● **WHAT IS REQUIRED**
A complete answer lists every line of the entries below where the string "Please" appears.

● **SOURCE MATERIAL**
================

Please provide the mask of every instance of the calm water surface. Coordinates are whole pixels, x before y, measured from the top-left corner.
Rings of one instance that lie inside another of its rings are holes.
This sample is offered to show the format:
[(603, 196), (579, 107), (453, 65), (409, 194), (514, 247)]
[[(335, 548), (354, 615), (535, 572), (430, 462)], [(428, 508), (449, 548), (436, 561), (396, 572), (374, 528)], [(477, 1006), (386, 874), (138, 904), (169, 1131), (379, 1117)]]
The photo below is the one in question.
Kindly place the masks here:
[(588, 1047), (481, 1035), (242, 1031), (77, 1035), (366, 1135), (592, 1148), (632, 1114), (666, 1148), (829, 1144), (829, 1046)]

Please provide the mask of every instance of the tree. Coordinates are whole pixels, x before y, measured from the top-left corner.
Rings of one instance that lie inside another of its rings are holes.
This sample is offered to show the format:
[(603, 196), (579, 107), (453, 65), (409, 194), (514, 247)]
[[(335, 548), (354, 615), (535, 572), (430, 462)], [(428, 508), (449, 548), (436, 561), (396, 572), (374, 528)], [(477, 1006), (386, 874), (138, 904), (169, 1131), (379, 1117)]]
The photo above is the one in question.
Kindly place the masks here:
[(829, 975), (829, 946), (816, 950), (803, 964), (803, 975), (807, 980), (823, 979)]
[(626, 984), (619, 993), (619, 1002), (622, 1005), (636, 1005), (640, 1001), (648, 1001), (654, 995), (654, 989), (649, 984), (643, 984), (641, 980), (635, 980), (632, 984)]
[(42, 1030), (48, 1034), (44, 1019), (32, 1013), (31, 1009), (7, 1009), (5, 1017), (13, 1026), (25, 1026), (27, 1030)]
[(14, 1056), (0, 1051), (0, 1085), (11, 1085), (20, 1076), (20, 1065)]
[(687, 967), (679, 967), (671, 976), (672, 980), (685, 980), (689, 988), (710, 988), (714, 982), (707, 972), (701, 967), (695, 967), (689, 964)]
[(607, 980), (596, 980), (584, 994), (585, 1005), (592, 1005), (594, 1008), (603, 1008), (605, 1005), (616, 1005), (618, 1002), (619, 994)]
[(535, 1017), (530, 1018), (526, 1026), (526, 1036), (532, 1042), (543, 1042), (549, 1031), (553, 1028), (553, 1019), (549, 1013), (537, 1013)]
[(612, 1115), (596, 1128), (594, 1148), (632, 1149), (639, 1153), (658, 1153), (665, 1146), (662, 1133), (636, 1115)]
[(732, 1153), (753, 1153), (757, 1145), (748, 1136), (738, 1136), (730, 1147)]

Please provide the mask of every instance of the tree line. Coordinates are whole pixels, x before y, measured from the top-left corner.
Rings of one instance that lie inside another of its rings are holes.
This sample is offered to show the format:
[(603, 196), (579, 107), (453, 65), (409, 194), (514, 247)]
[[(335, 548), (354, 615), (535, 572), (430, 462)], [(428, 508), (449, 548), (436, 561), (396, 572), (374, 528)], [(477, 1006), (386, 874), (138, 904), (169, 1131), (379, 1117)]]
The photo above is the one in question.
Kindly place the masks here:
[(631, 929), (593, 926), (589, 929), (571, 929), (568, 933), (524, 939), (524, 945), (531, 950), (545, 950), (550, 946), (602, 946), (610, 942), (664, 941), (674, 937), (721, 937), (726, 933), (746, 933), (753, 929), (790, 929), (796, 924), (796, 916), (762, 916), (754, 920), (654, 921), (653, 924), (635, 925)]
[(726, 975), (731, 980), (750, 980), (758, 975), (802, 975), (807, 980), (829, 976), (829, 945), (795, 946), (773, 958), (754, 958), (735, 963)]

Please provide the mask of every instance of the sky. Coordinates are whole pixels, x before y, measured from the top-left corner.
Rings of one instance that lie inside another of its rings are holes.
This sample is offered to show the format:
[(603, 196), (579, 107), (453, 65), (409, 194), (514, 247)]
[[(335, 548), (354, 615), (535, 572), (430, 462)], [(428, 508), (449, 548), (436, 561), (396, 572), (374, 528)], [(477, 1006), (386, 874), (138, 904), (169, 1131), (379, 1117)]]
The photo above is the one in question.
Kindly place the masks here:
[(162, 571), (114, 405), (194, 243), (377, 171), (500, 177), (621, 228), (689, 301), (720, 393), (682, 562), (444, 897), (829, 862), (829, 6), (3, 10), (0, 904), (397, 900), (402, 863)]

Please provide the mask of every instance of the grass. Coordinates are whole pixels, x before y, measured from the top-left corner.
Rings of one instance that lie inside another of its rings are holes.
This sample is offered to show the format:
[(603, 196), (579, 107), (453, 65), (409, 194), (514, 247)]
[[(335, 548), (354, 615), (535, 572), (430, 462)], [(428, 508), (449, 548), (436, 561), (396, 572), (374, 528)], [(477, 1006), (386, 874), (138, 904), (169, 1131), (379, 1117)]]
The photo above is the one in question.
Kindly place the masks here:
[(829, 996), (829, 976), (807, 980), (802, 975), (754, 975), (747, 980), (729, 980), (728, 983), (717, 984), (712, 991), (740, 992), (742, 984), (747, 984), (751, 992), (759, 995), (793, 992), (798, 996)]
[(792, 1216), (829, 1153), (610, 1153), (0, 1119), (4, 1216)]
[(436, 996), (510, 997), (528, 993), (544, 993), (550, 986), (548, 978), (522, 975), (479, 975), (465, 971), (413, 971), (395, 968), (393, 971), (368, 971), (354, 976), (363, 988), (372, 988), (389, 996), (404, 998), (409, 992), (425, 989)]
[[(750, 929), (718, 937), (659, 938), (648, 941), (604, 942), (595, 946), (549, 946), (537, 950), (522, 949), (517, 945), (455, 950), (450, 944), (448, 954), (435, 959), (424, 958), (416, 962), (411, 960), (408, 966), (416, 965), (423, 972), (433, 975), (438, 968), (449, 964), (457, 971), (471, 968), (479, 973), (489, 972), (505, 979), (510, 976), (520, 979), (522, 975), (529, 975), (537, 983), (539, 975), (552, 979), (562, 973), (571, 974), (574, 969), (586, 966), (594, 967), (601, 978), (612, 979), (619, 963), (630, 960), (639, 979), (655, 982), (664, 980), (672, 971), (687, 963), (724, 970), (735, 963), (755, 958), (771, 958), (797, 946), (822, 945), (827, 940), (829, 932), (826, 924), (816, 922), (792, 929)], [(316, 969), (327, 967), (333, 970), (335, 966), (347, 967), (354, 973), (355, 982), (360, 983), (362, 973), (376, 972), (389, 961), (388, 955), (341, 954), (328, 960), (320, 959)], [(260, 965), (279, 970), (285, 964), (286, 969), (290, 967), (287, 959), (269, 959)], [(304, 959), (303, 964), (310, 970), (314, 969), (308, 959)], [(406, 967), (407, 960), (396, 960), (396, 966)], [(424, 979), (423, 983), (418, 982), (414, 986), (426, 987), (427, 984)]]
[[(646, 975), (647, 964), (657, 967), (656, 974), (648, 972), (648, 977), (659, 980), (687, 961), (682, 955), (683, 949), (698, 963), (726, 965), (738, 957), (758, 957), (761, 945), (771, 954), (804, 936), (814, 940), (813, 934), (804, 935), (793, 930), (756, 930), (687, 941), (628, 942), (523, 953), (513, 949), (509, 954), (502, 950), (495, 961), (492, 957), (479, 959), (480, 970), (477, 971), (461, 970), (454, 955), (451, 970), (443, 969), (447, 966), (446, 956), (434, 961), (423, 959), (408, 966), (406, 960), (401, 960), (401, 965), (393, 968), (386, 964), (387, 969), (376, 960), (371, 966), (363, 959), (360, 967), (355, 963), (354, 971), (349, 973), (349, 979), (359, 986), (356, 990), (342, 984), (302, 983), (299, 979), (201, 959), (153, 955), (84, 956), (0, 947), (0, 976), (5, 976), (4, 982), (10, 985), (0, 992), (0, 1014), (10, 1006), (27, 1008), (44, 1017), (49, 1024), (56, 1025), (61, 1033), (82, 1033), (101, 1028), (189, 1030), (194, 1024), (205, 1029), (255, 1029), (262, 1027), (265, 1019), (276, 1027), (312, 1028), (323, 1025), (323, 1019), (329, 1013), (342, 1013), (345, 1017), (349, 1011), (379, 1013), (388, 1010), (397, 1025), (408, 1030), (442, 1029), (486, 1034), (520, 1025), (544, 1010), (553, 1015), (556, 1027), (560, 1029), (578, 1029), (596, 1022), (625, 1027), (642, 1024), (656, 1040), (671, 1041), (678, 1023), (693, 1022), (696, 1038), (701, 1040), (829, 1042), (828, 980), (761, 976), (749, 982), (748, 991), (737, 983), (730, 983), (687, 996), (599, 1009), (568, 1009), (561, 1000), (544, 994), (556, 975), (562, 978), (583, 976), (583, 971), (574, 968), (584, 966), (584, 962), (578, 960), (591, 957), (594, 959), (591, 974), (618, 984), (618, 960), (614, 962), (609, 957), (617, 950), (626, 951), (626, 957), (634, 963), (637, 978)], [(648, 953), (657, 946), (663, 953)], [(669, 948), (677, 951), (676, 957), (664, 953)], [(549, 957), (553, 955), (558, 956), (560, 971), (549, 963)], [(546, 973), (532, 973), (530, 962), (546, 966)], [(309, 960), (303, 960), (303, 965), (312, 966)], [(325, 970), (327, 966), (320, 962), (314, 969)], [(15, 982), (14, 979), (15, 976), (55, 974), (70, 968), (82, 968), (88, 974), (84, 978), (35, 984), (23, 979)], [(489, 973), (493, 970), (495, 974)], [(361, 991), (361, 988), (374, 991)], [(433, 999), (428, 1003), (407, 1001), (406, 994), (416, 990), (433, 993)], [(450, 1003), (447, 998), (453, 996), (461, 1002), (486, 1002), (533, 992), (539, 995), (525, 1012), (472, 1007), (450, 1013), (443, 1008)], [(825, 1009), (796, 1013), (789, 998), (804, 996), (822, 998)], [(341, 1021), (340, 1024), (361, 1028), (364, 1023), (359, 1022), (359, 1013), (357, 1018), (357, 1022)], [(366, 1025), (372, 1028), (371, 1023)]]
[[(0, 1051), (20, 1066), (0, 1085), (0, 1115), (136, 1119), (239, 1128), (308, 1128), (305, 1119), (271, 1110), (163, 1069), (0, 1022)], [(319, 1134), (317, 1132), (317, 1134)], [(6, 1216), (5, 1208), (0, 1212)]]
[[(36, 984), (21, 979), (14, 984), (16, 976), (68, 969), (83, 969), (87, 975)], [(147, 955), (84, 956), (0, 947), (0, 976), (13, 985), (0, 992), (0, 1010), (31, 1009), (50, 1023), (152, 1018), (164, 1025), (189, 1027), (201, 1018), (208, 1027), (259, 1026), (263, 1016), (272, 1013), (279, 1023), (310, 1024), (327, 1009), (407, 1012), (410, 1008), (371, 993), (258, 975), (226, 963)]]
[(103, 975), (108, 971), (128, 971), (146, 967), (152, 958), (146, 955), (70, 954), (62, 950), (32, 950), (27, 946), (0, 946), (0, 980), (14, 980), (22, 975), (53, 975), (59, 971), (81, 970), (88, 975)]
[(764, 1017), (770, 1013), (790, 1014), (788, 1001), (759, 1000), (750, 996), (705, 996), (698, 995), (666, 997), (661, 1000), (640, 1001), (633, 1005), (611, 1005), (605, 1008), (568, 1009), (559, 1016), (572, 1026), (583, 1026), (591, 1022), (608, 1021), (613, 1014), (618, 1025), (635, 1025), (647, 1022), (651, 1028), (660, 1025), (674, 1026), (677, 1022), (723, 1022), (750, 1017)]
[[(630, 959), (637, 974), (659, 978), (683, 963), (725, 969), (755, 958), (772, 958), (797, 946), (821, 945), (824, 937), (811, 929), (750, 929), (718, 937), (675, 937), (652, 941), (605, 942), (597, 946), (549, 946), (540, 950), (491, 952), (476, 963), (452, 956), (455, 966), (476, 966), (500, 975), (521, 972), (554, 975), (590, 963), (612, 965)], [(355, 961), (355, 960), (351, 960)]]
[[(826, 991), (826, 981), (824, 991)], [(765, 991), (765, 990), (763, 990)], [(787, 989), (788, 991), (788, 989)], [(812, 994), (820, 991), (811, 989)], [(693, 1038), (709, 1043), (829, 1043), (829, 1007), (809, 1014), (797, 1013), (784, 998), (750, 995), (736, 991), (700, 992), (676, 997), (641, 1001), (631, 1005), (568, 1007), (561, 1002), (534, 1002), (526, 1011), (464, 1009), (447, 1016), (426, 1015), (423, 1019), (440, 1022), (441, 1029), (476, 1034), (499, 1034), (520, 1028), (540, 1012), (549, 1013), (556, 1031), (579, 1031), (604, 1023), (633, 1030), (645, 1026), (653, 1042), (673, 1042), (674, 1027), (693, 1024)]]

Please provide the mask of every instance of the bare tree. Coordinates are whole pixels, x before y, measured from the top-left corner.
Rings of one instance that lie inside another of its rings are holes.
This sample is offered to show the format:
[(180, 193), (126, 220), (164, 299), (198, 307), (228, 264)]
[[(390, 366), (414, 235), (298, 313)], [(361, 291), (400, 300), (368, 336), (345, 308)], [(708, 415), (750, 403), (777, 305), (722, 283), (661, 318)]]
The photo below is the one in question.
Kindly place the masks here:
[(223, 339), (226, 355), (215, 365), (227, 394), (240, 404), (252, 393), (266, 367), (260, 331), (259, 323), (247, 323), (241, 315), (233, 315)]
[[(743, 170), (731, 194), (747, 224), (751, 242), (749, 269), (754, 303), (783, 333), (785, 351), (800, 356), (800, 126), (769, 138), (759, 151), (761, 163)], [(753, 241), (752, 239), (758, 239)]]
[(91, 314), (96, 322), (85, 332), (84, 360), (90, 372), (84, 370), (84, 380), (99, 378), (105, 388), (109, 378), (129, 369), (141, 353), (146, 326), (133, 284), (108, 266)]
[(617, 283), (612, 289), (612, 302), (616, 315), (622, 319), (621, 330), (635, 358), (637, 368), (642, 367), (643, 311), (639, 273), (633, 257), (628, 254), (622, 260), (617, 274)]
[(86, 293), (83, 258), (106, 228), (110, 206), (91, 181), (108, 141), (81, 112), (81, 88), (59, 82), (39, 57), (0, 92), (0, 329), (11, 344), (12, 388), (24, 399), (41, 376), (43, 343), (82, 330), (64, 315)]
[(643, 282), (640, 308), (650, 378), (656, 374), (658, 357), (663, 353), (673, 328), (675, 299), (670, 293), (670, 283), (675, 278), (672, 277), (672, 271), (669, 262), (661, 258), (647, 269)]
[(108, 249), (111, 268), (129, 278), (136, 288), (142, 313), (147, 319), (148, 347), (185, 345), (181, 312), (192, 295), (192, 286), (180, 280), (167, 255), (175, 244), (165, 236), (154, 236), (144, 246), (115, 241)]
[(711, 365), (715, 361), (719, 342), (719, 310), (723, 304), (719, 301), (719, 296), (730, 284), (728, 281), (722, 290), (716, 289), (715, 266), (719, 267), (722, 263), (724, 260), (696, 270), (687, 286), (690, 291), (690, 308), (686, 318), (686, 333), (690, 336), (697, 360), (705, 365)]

================

● **TASK SOLUTION**
Please provide the mask of every instance of the calm water surface. Coordinates are whole pixels, x before y, measured from the top-left corner.
Please provide the mask of every instance of the tree. Coordinates are whole pixels, x before y, measured from the top-left corner.
Please provide the mask of every instance of the tree line. Coordinates are whole pixels, x before y, measured from the top-left corner.
Please provide the mask of every instance of the sky. Coordinates are whole pixels, x before y, measured from the top-left corner.
Please provide the mask of every instance of the grass. Coordinates are whole pixels, x before y, measured from the top-left corner.
Please provide the mask of every instance of the bare tree. Coordinates are whole pixels, x before y, measured from the top-left corner.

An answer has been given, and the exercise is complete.